In preparing for this visit, Shevardnadze had reviewed some of his earlier conversations with the Secretary. It had struck him that those conversations had invariably been very good. But he had found that many of the things the two had discussed had never gone beyond paper. Thus, the two had had to go over the same ground the next time around. Perhaps some means could be found to register the results of their meetings in a document. Shevardnadze said he did not have in mind a public document, but a simple record of what the two had agreed on and discussed. Staffs could be told to work on the basis of such a document, whether the issue was arms control, human rights, or regional questions, leaving the Ministers to move on to new issues.

Thus they would accumulate “capital.” Shevardnadze said he, personally, was for such an approach. This would not be the two Ministers’ last meeting; perhaps they could try it this time and see how it worked. Shevardnadze stressed that he did not want to over-formalize their meetings. But any meeting between political leaders was important; all the more so when there were areas of agreement to record. Frankly, Shevardnadze quipped, he would not even suggest such an approach were the Secretary not an economist. Everyone knew economists were most interested in the “bottom line. That’s what Shevardnadze was trying to focus on.

THE SECRETARY said that Shevardnadze’s idea was interesting and said he would consider it. SHEVARDNADZE said it might be hard to implement, but would be worth a try. It might serve as a focal point for working groups. THE SECRETARY expressed his understanding of the concept to be that working groups would formally report to Ministers on areas of agreement and disagreement that had been identified. This would give the Ministers a clear idea of where obstacles had to be overcome, as well as a record of the the meeting. It would be important, the Secretary thought, not to spend too much time worrying about wording of joint documents. This could be counterproductive. SHEVARDNADZE said this was what he meant by not wanting to over-formalize the process. THE SECRETARY said he would talk it over with his people. SHEVARDNADZE said perhaps we could initiate the approach for their next meeting. THE SECRETARY said we should see if we could start it during this visit.

Returning to human rights, SHEVARDNADZE began by describing what he described as the main trend in the Soviet Union today, whether in the field of politics, social development, economics or culture—demokratizatsia (democratization). Democratization was the “basis for everything.

[Page 303]

To understand the importance of the term, Shevardnadze explained, a familiarity with Soviet history was necessary. After the Revolution, there was a dictatorship of the proletariat. A dictatorship was a dictatorship—direct restraints on individual liberties had been necessary. During the fifties Moscow had spoken of the “state of the whole people.” Now there was a feeling that Soviet society had become ripe for a policy of total democracy. It was a multifaceted process, legal codes were being revised; the question of individual liberties was being reconsidered. But it was a process already fully underway.

## Dataset:
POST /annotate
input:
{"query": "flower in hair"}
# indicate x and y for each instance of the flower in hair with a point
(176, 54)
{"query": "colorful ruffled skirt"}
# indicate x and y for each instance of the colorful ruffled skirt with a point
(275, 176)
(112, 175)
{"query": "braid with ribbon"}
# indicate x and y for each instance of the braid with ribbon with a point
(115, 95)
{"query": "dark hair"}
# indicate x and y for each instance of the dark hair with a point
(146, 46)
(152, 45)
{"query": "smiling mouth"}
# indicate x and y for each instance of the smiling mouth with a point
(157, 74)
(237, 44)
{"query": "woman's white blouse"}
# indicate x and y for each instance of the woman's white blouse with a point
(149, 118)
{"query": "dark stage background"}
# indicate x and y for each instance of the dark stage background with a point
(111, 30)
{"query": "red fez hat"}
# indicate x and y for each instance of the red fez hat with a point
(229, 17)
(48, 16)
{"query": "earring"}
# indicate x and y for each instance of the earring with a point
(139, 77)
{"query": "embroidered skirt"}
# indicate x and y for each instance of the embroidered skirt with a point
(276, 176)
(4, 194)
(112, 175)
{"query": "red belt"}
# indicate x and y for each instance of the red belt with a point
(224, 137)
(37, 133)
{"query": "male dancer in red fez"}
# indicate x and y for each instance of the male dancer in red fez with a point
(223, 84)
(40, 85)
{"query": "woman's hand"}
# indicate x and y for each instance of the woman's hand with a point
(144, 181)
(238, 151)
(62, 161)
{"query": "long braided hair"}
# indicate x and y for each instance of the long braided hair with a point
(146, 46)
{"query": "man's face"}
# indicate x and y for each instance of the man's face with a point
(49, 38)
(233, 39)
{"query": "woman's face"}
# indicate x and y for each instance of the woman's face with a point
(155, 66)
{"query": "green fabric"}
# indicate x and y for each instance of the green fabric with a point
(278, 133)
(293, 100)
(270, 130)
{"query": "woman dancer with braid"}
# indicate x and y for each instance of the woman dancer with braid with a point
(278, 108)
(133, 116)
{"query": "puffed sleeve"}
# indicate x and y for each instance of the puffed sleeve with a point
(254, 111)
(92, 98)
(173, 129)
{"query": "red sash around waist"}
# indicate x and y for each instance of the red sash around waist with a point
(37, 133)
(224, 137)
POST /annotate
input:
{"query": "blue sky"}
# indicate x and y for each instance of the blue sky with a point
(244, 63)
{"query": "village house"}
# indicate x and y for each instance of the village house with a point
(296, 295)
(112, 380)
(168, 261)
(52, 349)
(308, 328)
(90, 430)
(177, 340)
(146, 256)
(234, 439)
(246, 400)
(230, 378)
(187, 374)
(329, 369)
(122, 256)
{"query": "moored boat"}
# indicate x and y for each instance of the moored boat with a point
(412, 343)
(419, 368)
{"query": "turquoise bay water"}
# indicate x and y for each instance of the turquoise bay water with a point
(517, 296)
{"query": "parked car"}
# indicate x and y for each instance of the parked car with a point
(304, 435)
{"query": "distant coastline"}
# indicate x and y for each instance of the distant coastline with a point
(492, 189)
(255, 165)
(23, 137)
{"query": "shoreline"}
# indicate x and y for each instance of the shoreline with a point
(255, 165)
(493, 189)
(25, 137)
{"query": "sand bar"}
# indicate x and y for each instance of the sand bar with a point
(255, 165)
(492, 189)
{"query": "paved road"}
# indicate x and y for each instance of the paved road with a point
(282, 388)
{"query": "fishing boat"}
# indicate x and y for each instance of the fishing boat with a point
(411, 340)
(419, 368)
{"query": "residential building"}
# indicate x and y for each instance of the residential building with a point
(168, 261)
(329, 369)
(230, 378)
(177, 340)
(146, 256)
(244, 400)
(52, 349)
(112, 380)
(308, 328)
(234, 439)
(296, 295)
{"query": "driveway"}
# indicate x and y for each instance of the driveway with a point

## Objectives:
[a] Name the fields in which, according to the Shevardnadze passage, democratization is the main trend in the Soviet Union.
[b] Please carry on the Shevardnadze passage from its final sentence, in the same reporting style.
The rows come from a separate source and have no connection to the Shevardnadze passage.

## The replies:
[a] Politics, social development, economics, and culture.

[b]
Shevardnadze said that the Secretary knew how much he (Shevardnadze) respected him. Thus he should not take it amiss when Shevardnadze said that, if certain cases which had been raised in the past had been resolved, it was not out of respect for those who had raised those cases. Rather, it was a reflection of a deep-seated process already underway in the Soviet Union.

THE SECRETARY said he welcomed that. He much preferred that something important happen because the Soviet side considered it important for itself than that it be done for “us.” Such an approach would ensure that the changes lasted, that they became regularized. So the Secretary welcomed what Shevardnadze had said.

SHEVARDNADZE said that the approaches of persons like the Secretary were not without importance. Democratization was part of a general “perestroika”—rebuilding. Not all change came about immediately. Among those who had not changed were too many who sat in offices and dealt with the kind of people the Secretary was concerned about. Bureaucrats were bureaucrats, whatever may happen between the U.S. and U.S.S.R. Shevardnadze assured the Secretary, however, that, when he received lists, he read them, followed up on them. Sometimes he found that a case which should have been resolved had not been. Perestroika was a battle, as was democratization. The most difficult thing to effect was a revolution in the minds of men; that was what was happening in the Soviet Union today.

In any case, Shevardnadze continued, the Soviet Union now could react calmly when presented with lists. He recalled that on his last visit the Secretary had given certain lists to the General Secretary. There had been nothing wrong or surprising about this. These were issues which should be dealt with in a serious, solid fashion, without theatrics, in a quiet and firm way. They should not be manipulated for political advantage, as some did. Such actions hampered efforts to deal seriously with the problems involved. The Soviet side was ready to work seriously on any cases the U.S. might submit. So that was one side of the matter.

On the other side, Shevardnadze continued, he had no desire to engage in an “eye-for-an-eye” debate. But issues existed in the human [Page 304] rights field on which the two sides disagreed. The Secretary had talked a minute before about political prisoners in the Soviet Union. But Shevardnadze had been told there were people in the U.S. who had been in jail for fifteen years for demonstrating outside airbases. Maybe this was true, maybe not. Shevardnadze admitted his knowledge of such things was not exhaustive.

THE SECRETARY said the U.S. was prepared to discuss any cases the Soviet side wished to raise. He doubted that anyone had been imprisoned for demonstrating in front of an airbase. He agreed, however, that our dialogue on such issues should be a two-way street. We would listen to Soviet cases if they would listen to ours.

SHEVARDNADZE said that this was appropriate. He said that “his people” had lists which they would be presenting. He had not personally read them, he added, and could not be sure that everything on them was true. The Soviets also would present lists of Nazis now believed to be residing in the U.S. They also wished to raise the cases of the hijackers Brazinskas9 (pronouncing it Brzezhinski).

THE SECRETARY reiterated that we were prepared to talk about all these cases. He was familiar with some of those Shevardnadze had mentioned. They could all be discussed in working groups.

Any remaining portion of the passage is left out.